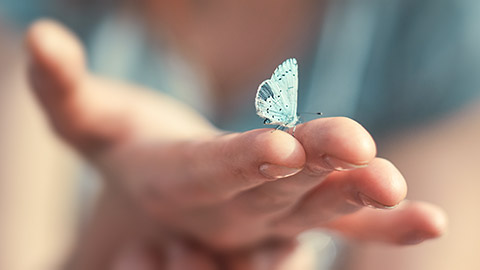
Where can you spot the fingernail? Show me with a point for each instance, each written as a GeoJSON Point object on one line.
{"type": "Point", "coordinates": [340, 165]}
{"type": "Point", "coordinates": [413, 238]}
{"type": "Point", "coordinates": [369, 202]}
{"type": "Point", "coordinates": [277, 171]}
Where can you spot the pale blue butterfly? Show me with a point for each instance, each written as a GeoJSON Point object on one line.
{"type": "Point", "coordinates": [276, 99]}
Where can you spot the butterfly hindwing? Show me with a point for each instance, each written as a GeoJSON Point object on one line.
{"type": "Point", "coordinates": [276, 99]}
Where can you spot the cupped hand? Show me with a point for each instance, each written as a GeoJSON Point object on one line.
{"type": "Point", "coordinates": [224, 190]}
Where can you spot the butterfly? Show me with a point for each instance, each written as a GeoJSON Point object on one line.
{"type": "Point", "coordinates": [276, 98]}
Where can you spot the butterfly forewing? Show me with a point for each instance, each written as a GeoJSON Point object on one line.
{"type": "Point", "coordinates": [276, 99]}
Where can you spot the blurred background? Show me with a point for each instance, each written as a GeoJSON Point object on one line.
{"type": "Point", "coordinates": [407, 70]}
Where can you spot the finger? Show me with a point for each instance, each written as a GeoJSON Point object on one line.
{"type": "Point", "coordinates": [85, 117]}
{"type": "Point", "coordinates": [215, 169]}
{"type": "Point", "coordinates": [380, 185]}
{"type": "Point", "coordinates": [180, 256]}
{"type": "Point", "coordinates": [411, 223]}
{"type": "Point", "coordinates": [330, 144]}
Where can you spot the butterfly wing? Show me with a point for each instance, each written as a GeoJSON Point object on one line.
{"type": "Point", "coordinates": [276, 99]}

——

Given instruction: Update the records from the line containing "Where can you spot the blurred" through the end, changing "finger" to "thumb" and keeping everything else the same. Give back only those lines.

Exercise answer:
Where can you spot the blurred background? Show me with a point for each instance, each written as a GeoJSON Point object on one line.
{"type": "Point", "coordinates": [407, 70]}
Where can you spot the thumb? Show me with a point for each instance, each written as a GeoJSON Point object on one line.
{"type": "Point", "coordinates": [85, 117]}
{"type": "Point", "coordinates": [215, 169]}
{"type": "Point", "coordinates": [380, 185]}
{"type": "Point", "coordinates": [180, 256]}
{"type": "Point", "coordinates": [411, 223]}
{"type": "Point", "coordinates": [330, 144]}
Where can you spot the butterfly wing? Show me with a point for each instance, each written as a GeoJSON Point object on one line.
{"type": "Point", "coordinates": [276, 99]}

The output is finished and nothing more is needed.